(TEXT BLOCK)
○ ○ ○
I watched the same game OTA-HD with the HR20 and it had no problems, so it wasn't a network problem. I like your theory...


----------



## snewo

Version 0x10b

Issue: If you are recording one channel and watching something you previously recorded, the buffer of the active channel is lost when you return to the channel you were watching.

ie. I was watching Sunday Night Football and decided to watch the Family Guy I taped tonight. While watching Family Guy my DVR started to record Mythbusters as it should. When I returned from watching Family Guy I was going to rewind to where I left the game and "catch up" but the buffer was empty. (For those who are working out the times in my descriptions, it was the 11:00pm Mythbusters)

My understanding of how the DVR works should have allowed this. It worked fine earlier in the night when it was not recording anything.


Let me know if I'm wrong. Or if I need to include any more information.


----------



## WolfpackSully

Another recording with 10b (Desperate Housewives – OTA HD): I went to watch it and there were negative numbers on the play bar. I tried to ff without any success and then suddenly received the Delete Now/No Delete prompt. After a RBR, the show was playable, but the length of the recording had reduced from 1 hour to 25 minutes! Maybe some insight there somewhere on what’s been causing the unplayable bug…

Also, while watching a previously recorded program today, the sound started dropping out. I couldn’t get it to sync back up. I tried various trick plays. After a couple of minutes, the remote control pretty much quit functioning – keys would only work if pressed more than once, and then they would execute incorrect functions. RBR cleared the problem.

Sully

BTW, component connection, not HDMI.


----------



## Doug Brott

Had a lockup tonight for the first time in a long time (pre 0xFA).

I had left the channel tuned to a DirecTV Sunday Ticket Channel and then left for a family outing. When I returned hours later, the system was locked up. I suspect that the channel that it was tuned to became unavailable but the system was somehow trying to tune it in creating some sort of deadlocked situation.

I'm not sure if this is better than or worse than 0xFA because I would have typically changed the channel AWAY from a Sunday Ticket channel rather than letting the channel availability expire.

Required a RBR to fix. Last time that happened was at least 1 month back.


----------



## FastEddie

I have had a problem watching something that is currently recording. Pixilates and freezes up. I tried fast forwarding and that causes it to happen and it transfers to the recording. I rebooted the system and hopefully that will cure the problem.
○ ○ ○
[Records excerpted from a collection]

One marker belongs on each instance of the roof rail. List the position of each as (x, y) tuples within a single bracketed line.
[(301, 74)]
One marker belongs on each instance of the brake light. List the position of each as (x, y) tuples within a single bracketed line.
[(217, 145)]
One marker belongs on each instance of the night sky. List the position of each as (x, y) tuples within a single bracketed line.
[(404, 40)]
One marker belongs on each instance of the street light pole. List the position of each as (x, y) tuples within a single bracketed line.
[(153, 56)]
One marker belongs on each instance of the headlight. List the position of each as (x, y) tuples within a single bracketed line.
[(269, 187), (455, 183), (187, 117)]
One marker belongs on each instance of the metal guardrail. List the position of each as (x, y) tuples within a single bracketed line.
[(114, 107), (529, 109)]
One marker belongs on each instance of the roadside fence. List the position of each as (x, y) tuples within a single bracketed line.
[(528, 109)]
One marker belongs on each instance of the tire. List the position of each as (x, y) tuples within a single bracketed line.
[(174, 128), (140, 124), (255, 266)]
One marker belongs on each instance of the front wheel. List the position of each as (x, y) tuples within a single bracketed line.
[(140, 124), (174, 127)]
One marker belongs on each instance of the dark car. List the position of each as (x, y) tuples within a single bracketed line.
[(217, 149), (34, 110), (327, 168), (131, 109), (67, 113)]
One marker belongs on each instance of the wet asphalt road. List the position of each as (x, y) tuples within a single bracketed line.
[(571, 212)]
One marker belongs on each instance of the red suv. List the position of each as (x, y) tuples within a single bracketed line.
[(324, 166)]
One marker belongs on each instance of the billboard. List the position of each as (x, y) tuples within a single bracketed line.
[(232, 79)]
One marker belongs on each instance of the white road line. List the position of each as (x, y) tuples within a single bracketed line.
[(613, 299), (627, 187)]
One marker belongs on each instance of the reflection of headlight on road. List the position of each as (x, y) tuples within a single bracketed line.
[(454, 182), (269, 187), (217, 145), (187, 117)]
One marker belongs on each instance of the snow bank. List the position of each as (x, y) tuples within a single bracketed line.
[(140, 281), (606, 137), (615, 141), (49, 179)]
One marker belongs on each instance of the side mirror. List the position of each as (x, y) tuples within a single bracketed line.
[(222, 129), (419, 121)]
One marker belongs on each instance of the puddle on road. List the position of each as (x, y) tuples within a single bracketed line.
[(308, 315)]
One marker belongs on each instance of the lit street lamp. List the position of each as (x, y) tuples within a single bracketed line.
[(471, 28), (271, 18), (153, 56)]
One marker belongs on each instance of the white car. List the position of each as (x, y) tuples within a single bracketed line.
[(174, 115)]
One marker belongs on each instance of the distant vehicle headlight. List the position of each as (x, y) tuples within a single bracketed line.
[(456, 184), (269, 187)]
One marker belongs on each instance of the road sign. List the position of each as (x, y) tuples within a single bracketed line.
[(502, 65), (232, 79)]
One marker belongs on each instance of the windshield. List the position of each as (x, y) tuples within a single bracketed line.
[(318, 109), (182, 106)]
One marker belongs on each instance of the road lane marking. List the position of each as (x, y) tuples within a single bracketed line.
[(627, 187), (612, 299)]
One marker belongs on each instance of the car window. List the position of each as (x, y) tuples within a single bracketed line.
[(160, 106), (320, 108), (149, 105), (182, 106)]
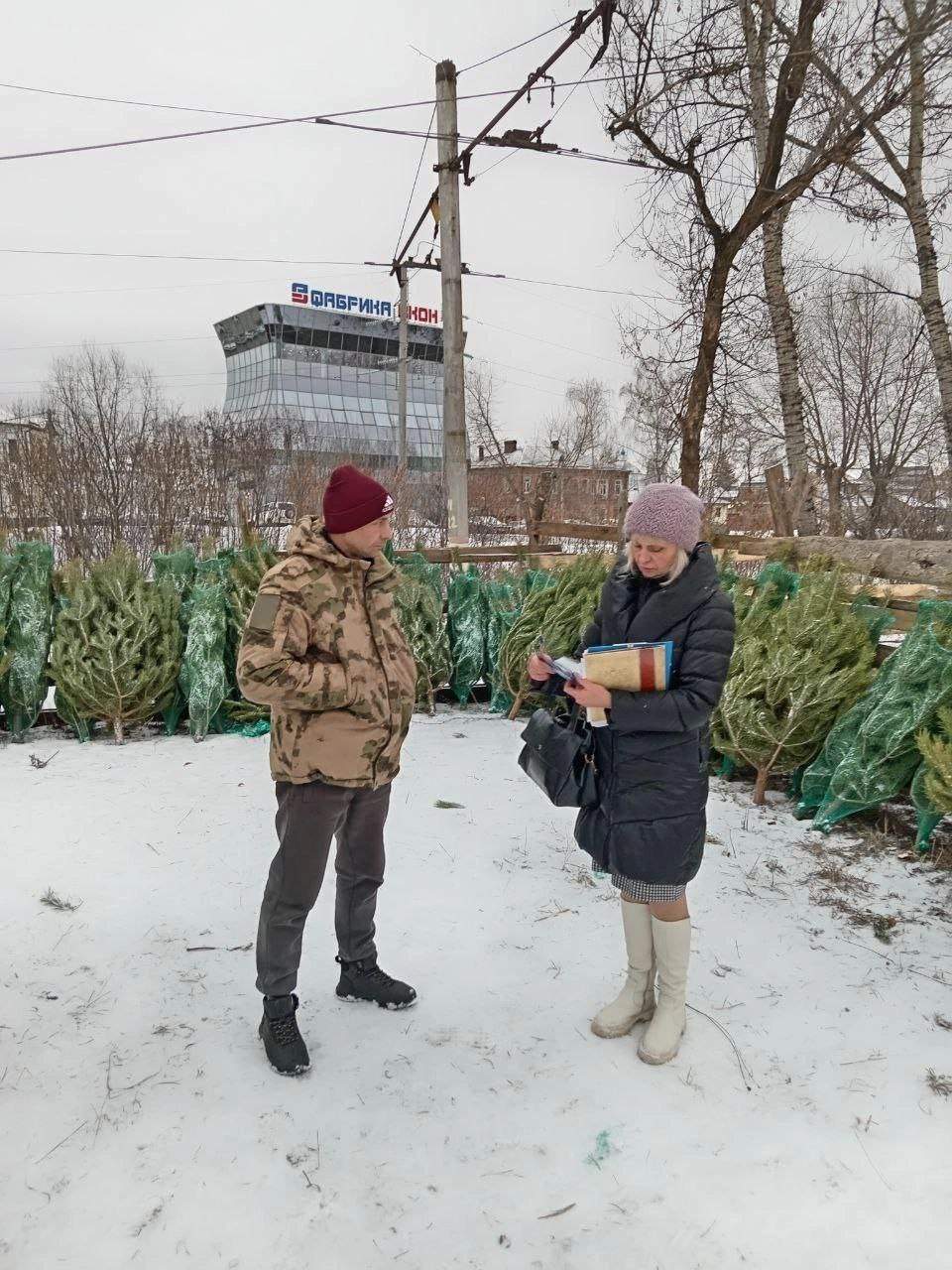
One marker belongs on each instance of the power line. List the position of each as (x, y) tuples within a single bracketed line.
[(111, 343), (163, 255), (275, 118), (515, 48), (416, 177), (536, 339)]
○ ○ ○
(EXERCISE 1) In the DVR forum thread, reproduce verbatim everything from "Had a lockup" down to "1 month back.".
(EXERCISE 2) Based on the DVR forum thread, mark each statement yes or no and quote the words that decide it: (a) WolfpackSully's receiver was connected by HDMI. (b) Doug Brott's lockup needed a RBR to fix. (c) snewo's buffer was also lost earlier in the night, when nothing was recording.
(EXERCISE 3) List every television program the DVR forum thread names by title.

(TASK SOLUTION 1)
Had a lockup tonight for the first time in a long time (pre 0xFA).

I had left the channel tuned to a DirecTV Sunday Ticket Channel and then left for a family outing. When I returned hours later, the system was locked up. I suspect that the channel that it was tuned to became unavailable but the system was somehow trying to tune it in creating some sort of deadlocked situation.

I'm not sure if this is better than or worse than 0xFA because I would have typically changed the channel AWAY from a Sunday Ticket channel rather than letting the channel availability expire.

Required a RBR to fix. Last time that happened was at least 1 month back.

(TASK SOLUTION 2)
(a) No: "BTW, component connection, not HDMI."
(b) Yes: "Required a RBR to fix."
(c) No: "It worked fine earlier in the night when it was not recording anything."

(TASK SOLUTION 3)
Sunday Night Football
Family Guy
Mythbusters
Desperate Housewives